EXERCISE:
Edit the items from the line containing "Detect the gooseneck" through the end, inclusive, replacing "microphone" with "mic" and keeping everything else the same. Give back only those lines.

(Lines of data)
..........

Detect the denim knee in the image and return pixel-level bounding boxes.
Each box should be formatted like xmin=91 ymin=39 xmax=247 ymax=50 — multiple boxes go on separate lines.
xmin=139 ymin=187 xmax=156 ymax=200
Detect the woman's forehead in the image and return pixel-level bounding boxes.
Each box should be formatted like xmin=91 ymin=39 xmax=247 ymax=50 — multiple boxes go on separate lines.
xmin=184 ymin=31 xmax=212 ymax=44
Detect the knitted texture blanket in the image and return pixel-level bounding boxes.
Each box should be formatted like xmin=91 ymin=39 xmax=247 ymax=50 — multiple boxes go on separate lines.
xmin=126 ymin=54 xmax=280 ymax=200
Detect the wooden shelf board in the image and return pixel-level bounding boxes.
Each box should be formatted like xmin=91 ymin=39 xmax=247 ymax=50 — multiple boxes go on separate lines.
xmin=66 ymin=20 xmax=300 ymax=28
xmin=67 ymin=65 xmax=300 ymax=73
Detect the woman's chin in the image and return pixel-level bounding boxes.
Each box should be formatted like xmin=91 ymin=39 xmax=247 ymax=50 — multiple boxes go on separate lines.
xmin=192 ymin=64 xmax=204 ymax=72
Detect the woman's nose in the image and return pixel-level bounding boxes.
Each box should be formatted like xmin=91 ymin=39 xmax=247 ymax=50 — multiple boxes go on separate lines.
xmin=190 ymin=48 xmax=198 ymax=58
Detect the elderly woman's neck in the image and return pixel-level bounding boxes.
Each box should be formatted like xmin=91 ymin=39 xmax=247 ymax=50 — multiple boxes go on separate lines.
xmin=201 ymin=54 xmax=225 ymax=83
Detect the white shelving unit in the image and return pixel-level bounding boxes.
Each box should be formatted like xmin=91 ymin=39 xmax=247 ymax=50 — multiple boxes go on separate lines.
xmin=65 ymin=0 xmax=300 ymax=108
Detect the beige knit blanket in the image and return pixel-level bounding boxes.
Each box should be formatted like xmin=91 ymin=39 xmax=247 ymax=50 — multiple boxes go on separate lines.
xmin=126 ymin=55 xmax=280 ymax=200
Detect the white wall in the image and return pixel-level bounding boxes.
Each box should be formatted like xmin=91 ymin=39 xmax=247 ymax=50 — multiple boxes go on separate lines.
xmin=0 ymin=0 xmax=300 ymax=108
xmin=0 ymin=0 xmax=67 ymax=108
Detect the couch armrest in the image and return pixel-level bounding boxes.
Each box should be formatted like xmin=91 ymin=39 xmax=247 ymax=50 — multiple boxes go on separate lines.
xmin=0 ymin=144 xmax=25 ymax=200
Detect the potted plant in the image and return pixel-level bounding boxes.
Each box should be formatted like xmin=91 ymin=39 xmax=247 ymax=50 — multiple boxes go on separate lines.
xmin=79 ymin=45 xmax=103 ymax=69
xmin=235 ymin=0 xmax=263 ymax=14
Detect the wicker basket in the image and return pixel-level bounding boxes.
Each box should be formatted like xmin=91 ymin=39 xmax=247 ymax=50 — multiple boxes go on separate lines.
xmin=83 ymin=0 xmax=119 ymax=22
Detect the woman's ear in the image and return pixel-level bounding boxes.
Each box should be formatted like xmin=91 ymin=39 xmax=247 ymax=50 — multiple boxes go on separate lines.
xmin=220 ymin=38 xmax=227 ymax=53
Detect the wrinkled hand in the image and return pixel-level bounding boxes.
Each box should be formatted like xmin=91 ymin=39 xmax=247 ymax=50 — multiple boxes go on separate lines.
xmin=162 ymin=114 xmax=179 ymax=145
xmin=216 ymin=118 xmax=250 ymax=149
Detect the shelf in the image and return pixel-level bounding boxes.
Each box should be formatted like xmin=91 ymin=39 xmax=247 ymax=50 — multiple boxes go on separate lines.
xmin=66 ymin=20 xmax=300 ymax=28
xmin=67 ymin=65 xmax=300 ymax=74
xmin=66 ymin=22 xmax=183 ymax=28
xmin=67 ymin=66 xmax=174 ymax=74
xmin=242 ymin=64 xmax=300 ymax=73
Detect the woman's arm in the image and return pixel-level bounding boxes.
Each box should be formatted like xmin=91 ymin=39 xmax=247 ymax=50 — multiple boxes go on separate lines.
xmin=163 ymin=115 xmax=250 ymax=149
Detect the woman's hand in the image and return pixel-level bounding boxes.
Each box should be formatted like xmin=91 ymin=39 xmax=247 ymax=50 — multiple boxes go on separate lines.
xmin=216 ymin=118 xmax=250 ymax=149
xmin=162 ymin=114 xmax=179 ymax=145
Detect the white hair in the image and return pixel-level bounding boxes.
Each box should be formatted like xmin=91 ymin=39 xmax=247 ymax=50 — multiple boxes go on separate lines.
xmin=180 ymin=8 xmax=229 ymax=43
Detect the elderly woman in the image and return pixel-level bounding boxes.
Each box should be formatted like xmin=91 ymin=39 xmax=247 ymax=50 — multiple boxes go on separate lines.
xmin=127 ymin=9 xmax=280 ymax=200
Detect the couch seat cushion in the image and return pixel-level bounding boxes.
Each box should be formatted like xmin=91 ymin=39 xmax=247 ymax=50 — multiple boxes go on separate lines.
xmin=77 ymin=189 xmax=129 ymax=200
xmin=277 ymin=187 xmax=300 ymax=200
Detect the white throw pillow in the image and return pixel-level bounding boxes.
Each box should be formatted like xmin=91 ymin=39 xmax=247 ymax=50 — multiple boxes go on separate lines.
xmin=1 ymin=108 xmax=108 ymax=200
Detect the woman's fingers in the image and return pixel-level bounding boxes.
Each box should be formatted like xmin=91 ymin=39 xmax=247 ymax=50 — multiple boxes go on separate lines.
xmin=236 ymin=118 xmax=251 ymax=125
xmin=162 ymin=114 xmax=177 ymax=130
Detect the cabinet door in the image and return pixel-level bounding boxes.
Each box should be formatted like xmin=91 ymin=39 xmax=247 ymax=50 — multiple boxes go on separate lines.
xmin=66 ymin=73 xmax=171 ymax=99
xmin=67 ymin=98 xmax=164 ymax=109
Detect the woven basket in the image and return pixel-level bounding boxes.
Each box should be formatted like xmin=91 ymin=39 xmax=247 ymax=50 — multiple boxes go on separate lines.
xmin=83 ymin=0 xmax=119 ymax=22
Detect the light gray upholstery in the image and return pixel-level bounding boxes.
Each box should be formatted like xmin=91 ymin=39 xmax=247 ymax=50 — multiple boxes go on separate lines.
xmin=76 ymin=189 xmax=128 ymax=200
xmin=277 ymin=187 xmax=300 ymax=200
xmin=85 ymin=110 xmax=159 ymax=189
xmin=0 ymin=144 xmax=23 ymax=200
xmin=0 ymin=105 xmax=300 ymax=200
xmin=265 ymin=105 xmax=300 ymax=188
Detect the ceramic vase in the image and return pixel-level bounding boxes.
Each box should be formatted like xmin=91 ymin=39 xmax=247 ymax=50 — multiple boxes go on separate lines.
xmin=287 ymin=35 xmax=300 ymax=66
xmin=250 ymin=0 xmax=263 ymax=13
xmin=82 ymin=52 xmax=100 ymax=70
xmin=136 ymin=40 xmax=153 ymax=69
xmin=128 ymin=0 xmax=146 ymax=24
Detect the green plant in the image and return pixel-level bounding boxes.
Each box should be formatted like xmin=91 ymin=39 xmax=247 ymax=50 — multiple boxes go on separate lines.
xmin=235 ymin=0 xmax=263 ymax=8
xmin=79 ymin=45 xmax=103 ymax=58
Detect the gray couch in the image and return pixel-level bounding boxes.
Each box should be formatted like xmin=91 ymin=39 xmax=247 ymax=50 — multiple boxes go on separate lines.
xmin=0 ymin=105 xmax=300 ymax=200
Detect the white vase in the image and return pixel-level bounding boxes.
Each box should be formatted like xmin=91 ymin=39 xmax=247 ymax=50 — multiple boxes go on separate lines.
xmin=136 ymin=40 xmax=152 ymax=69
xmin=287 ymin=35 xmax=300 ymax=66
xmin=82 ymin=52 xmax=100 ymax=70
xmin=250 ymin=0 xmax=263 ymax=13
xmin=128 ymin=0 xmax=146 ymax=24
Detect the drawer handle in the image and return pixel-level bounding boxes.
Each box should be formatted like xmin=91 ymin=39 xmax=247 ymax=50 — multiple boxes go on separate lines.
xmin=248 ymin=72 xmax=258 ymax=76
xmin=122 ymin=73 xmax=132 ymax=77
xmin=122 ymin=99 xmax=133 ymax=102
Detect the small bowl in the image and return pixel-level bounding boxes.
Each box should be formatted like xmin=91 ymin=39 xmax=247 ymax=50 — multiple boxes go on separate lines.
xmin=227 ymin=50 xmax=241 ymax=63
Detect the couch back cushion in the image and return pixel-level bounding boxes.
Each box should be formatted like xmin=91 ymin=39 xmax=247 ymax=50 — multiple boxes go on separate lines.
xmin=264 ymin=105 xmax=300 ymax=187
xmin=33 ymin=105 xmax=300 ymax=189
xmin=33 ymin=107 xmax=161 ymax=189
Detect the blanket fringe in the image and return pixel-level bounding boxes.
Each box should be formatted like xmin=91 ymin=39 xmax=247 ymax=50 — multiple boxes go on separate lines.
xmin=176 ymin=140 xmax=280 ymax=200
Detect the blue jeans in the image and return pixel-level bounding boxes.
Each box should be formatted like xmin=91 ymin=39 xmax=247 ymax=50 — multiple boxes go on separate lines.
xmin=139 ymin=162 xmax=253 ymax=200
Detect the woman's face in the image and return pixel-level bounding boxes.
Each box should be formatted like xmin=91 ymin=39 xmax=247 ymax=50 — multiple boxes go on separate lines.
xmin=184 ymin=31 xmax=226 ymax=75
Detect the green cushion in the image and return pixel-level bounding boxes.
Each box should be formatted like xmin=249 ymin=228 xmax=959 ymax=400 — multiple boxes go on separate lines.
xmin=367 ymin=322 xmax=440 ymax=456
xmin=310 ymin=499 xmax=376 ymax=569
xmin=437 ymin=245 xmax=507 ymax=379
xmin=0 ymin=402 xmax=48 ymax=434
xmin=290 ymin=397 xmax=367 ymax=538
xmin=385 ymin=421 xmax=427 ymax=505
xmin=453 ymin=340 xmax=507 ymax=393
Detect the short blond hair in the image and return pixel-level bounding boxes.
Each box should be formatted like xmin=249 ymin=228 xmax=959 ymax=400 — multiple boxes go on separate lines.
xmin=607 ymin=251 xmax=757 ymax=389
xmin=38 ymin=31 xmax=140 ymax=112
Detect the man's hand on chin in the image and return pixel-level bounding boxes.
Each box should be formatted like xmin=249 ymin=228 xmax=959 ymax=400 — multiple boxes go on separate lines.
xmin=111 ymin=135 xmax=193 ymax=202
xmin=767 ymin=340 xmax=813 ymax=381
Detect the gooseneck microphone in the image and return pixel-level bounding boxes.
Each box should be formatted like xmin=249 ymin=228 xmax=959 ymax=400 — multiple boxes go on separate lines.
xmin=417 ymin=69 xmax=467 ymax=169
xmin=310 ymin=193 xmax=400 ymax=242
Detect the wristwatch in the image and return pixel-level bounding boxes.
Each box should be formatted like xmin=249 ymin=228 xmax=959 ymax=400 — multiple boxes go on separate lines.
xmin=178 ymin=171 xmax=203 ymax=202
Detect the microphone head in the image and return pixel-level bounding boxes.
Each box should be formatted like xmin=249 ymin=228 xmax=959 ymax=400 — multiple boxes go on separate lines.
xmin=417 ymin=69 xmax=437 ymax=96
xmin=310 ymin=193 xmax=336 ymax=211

..........

OUTPUT:
Detect the gooseneck mic in the image and return pixel-level bounding boxes.
Each box should be formatted like xmin=249 ymin=228 xmax=959 ymax=400 — multiple boxes go on separate lines.
xmin=417 ymin=69 xmax=467 ymax=169
xmin=310 ymin=193 xmax=400 ymax=242
Detect the wristwatch in the image and return pixel-level bounding boxes.
Each box should be formatted like xmin=249 ymin=228 xmax=959 ymax=400 — multiple boxes go on separate lines.
xmin=178 ymin=171 xmax=203 ymax=202
Detect the mic head in the image and return pixel-level bounding boxes.
Each box should be formatted like xmin=249 ymin=228 xmax=959 ymax=400 — multiple boxes go on separate lines.
xmin=417 ymin=69 xmax=437 ymax=96
xmin=310 ymin=193 xmax=336 ymax=211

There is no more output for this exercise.